Task item – Using the listing, copy each whole line that features "blurred".

Provided entries –
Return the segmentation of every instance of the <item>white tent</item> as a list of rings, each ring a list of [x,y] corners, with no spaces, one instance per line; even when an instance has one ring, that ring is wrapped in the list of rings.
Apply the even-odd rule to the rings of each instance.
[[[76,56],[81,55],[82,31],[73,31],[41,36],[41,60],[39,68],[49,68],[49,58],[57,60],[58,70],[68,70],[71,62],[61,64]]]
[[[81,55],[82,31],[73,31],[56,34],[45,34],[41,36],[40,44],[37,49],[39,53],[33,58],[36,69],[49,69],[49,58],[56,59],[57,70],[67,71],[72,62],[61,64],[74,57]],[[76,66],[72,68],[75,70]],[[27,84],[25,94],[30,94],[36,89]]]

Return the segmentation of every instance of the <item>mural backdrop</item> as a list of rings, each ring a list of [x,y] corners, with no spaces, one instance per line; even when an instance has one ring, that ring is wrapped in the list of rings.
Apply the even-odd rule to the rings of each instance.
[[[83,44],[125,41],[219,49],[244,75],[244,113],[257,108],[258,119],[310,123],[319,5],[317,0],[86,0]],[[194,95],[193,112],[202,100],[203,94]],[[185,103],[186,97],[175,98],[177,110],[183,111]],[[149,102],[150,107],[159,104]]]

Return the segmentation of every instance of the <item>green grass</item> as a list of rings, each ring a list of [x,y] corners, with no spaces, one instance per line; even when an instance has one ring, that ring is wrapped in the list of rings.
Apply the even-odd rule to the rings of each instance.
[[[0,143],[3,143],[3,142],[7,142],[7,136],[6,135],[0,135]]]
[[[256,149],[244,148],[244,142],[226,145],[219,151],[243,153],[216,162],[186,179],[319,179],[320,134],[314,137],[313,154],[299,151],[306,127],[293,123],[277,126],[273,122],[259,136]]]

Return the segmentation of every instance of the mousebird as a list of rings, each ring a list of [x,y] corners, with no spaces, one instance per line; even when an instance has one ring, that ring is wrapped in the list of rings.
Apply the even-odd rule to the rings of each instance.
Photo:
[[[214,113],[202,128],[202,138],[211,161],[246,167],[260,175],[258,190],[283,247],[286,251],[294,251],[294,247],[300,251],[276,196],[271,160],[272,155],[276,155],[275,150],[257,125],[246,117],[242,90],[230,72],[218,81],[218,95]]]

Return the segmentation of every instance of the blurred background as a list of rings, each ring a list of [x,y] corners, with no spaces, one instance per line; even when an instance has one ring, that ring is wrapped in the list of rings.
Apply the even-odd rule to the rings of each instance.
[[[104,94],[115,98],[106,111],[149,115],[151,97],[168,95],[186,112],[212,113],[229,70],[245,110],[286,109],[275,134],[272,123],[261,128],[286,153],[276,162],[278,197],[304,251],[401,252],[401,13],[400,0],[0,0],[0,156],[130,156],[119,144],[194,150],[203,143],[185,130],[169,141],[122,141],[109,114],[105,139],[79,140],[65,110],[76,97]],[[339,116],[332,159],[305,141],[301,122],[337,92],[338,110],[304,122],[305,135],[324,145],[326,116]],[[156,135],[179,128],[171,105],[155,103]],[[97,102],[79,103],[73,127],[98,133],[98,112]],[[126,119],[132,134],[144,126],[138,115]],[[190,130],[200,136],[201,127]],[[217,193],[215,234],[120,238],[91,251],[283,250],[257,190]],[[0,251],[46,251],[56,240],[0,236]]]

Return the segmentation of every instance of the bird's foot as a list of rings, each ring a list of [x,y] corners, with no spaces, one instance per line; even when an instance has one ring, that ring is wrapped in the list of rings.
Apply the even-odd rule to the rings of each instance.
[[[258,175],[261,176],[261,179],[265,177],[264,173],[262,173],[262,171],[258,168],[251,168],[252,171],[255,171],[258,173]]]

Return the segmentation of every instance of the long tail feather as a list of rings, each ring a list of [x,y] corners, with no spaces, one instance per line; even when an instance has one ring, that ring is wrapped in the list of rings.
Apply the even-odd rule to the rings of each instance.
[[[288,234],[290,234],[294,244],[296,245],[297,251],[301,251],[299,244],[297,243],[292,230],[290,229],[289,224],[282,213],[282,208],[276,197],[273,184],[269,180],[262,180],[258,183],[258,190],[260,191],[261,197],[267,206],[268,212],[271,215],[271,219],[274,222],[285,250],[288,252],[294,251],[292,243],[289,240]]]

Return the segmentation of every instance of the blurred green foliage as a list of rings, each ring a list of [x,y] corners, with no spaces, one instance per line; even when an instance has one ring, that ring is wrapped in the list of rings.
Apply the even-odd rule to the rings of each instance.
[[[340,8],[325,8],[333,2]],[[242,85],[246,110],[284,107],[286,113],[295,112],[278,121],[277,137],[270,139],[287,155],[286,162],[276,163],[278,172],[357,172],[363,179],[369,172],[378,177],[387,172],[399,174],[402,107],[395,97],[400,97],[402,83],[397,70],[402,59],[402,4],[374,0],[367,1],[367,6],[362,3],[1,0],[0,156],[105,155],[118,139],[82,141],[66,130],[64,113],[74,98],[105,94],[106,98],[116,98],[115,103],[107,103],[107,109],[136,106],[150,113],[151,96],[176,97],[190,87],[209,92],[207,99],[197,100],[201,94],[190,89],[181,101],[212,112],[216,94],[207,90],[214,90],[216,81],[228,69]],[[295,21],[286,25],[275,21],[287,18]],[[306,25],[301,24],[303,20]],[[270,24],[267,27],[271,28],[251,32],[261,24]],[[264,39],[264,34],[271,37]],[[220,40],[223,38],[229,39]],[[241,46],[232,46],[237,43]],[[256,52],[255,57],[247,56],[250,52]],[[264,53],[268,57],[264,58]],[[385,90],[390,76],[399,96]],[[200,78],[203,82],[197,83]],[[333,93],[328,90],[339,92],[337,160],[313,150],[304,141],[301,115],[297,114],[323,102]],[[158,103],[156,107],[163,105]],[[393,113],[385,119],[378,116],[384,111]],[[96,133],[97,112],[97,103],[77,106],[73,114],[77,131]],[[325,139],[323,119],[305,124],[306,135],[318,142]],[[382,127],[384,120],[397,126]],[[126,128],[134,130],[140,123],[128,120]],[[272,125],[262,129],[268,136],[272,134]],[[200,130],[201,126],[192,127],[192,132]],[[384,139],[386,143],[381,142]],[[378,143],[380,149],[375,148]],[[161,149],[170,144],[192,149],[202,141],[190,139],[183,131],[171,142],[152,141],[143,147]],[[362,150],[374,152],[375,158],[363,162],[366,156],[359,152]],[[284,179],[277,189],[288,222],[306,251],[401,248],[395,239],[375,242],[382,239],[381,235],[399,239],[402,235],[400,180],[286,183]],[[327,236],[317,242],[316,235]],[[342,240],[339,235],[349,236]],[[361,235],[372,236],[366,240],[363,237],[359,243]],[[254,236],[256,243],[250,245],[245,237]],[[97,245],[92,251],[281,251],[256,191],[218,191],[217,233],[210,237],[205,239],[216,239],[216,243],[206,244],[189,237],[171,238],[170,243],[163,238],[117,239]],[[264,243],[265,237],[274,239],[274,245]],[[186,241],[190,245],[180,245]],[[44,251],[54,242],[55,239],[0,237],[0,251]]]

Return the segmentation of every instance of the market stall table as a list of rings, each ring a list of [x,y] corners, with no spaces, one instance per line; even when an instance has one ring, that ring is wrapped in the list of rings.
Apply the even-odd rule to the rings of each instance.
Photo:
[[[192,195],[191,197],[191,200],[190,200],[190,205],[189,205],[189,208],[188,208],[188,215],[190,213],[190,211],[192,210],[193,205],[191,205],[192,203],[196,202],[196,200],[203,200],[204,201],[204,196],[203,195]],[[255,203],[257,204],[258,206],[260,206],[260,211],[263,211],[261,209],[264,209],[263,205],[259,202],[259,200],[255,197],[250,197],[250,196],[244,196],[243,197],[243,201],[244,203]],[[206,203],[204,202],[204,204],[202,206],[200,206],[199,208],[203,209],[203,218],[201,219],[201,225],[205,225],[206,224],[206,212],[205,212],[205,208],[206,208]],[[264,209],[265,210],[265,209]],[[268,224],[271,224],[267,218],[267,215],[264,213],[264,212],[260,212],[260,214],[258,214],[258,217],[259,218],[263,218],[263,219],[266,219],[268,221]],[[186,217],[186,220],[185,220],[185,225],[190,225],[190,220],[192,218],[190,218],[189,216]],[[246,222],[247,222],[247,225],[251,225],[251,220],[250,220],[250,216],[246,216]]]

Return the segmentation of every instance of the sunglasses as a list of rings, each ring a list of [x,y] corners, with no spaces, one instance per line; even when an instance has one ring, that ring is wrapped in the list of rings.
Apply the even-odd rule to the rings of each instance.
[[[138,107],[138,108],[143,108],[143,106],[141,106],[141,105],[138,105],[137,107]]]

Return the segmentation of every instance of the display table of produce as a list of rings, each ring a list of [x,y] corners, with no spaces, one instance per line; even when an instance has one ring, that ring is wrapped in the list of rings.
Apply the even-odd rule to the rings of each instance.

Response to this task –
Return the segmentation of every instance of the blurred background as a list of rings, each ring a list of [x,y] corners, with no spaces, one instance per line; even when an instance has one ring, that ring is wrapped in the list of rings.
Return the segmentation of every instance of the blurred green foliage as a list of rings, each ring a list of [x,y] corners, with no spaces, one instance per line; even when an instance has one ring, that ring is wrapped in the list of rings.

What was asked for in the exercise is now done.